Exercise objective -> Change every "mark" in the records below to "outline" and keep all else as it is.

◆ ◆ ◆ ◆

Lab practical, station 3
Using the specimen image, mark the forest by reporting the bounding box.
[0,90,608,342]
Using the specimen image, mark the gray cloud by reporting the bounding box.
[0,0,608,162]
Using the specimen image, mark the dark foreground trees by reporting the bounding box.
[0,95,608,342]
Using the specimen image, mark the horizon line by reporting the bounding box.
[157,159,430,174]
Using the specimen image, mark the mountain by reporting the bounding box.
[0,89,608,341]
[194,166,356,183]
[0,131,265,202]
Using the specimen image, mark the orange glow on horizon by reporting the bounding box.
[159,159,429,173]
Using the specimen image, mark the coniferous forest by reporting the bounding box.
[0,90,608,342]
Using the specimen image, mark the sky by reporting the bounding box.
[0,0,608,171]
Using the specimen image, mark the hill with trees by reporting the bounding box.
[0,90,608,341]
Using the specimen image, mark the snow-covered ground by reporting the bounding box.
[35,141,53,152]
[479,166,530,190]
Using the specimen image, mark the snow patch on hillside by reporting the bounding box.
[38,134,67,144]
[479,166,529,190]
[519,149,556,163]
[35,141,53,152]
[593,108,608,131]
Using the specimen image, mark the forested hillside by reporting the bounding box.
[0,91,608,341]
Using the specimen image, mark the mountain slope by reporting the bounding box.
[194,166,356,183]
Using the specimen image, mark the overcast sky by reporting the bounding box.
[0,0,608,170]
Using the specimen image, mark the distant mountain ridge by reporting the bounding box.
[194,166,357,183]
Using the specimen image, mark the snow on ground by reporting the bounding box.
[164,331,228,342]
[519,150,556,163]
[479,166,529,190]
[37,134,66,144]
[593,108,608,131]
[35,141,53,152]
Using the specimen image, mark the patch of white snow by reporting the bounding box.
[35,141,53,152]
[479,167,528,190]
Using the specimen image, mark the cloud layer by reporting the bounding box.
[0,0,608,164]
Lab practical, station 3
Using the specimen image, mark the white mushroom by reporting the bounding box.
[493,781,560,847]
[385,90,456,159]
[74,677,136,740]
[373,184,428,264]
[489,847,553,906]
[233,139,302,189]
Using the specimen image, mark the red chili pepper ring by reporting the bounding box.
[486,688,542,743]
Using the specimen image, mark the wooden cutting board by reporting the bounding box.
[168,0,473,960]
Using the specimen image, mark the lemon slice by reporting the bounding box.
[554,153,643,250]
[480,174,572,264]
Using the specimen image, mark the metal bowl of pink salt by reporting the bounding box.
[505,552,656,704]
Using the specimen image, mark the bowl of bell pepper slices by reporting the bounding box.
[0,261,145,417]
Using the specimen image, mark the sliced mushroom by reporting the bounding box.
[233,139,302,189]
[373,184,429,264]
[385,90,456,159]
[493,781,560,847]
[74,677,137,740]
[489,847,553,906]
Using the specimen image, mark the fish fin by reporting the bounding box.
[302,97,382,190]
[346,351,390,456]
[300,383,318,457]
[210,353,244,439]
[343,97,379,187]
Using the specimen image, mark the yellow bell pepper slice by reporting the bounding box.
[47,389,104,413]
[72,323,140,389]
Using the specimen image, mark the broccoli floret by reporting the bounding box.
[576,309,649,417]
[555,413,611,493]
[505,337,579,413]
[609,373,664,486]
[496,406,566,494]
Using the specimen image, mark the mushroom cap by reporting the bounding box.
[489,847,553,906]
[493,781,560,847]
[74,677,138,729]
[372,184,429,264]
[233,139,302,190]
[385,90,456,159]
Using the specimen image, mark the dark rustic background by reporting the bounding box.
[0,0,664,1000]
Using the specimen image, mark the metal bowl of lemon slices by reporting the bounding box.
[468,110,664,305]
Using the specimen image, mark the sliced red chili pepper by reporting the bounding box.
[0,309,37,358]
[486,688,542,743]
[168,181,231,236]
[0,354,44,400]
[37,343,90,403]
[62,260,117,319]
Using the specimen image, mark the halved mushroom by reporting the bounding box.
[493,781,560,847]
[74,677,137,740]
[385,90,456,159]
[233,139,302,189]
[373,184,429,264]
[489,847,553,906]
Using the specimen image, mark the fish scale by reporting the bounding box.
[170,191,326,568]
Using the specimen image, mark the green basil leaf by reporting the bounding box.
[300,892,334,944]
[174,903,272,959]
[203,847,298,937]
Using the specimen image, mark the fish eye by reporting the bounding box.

◆ ◆ ◆ ◆

Written response ->
Lab practical, station 3
Using the specimen image, outline the forest by reporting the bounding box.
[0,90,608,342]
Using the specimen image, outline the gray cloud by reporting the bounding box.
[0,0,608,162]
Using the specimen image, outline the dark foreground trees by reporting the bounding box.
[0,95,608,342]
Using the specimen image, outline the horizon line by reporting the bounding box.
[157,159,430,174]
Using the specimen image, outline the mountain by reporting the bounding box.
[0,89,608,341]
[194,166,356,183]
[0,131,265,202]
Using the specimen image, outline the orange glow on horizon by reporting the bounding box.
[159,159,429,173]
Using the specimen image, outline the coniferous forest by reporting the bounding box.
[0,90,608,342]
Using the specimen image, outline the sky by reporting the bounding box.
[0,0,608,171]
Using the specimen image, outline the hill with trees by reporting the bounding box.
[0,90,608,341]
Using the specimen image, outline the snow-covered ground by reporting the bounding box.
[35,141,53,152]
[479,166,530,190]
Using the specimen image, outline the snow patch on hillside by reporting the bounding box.
[38,134,67,144]
[479,166,529,190]
[519,149,556,163]
[35,141,53,152]
[593,108,608,131]
Using the specimen image, outline the forested hillside by reporting the bounding box.
[0,91,608,341]
Using the specimen image, outline the mountain slope by reporting the bounding box.
[194,166,356,183]
Using the specimen image, outline the overcast sky by reporting the bounding box.
[0,0,608,170]
Using the specimen image, outline the distant mountain ridge by reporting the bounding box.
[194,166,357,183]
Using the specimen image, outline the snow on ground by reporting the bounding box.
[164,331,228,342]
[519,150,556,163]
[479,166,529,190]
[37,134,66,144]
[593,108,608,131]
[35,141,53,152]
Using the specimen image, outline the patch of white snow by reporting the bounding box.
[35,141,53,152]
[479,167,528,190]
Using the specimen image, outline the cloud layer by reporting the bounding box.
[0,0,608,164]
Lab practical, station 3
Using the specimen image, outline the white mushroom by reporting the bounding box.
[493,781,560,847]
[385,90,456,159]
[74,677,136,740]
[373,184,428,264]
[489,847,553,906]
[233,139,302,189]
Using the specimen image, outline the red chili pepper ring by reporting the bounding box.
[486,688,542,743]
Using the specimen image, outline the wooden cutting board by reporting the bounding box.
[168,0,473,960]
Using the specimen image, outline the lemon slice by reporting the bounding box.
[554,153,643,250]
[480,174,572,264]
Using the specimen image, outline the metal bowl of pink salt by reporting the bounding box.
[505,552,656,704]
Using the specimen image, outline the bowl of bell pepper slices by reporting the bounding box.
[0,261,145,417]
Using the specimen image, outline the sliced mushroom by reporting the bounding box.
[233,139,302,189]
[373,184,429,264]
[385,90,456,159]
[493,781,560,847]
[74,677,137,740]
[489,847,553,906]
Using the specimen image, outline the fish fin by reporting the bounding box.
[302,97,382,190]
[346,351,390,456]
[300,383,318,457]
[210,353,244,439]
[343,97,379,187]
Using the specimen image, outline the yellow bell pepper slice by reporting the bounding box.
[47,389,104,413]
[72,323,140,389]
Using the specimen image, outline the broccoli floret by reporting the bounding box.
[576,309,649,417]
[555,413,611,493]
[505,337,579,413]
[609,373,664,486]
[496,406,566,494]
Using the specimen image, outline the mushroom cap by reporting the bounding box.
[489,847,553,906]
[493,781,560,847]
[74,677,138,729]
[372,184,429,264]
[233,139,302,190]
[385,90,456,159]
Using the specimen image, outline the dark rustic background by reporting the bounding box.
[0,0,664,1000]
Using the specimen image, outline the metal bowl of lemon slices by reporting the bounding box.
[468,110,664,305]
Using the specimen image, outline the sliced red chili pepper by reporting the bounding box.
[0,309,37,358]
[486,688,542,743]
[168,181,231,236]
[0,354,44,400]
[37,343,90,403]
[62,260,117,319]
Using the specimen image, outline the halved mushroom by reporting the bounding box.
[493,781,560,847]
[74,677,137,740]
[385,90,456,159]
[233,139,302,189]
[373,184,429,264]
[489,847,553,906]
Using the specimen image, outline the fish scale by reporting the bounding box.
[170,191,326,568]
Using the specimen image, outline the green basil leaf by reporting the bounding box.
[300,892,334,944]
[174,903,272,959]
[203,847,298,937]
Using the specimen image, outline the fish eye by reporting the bounding box.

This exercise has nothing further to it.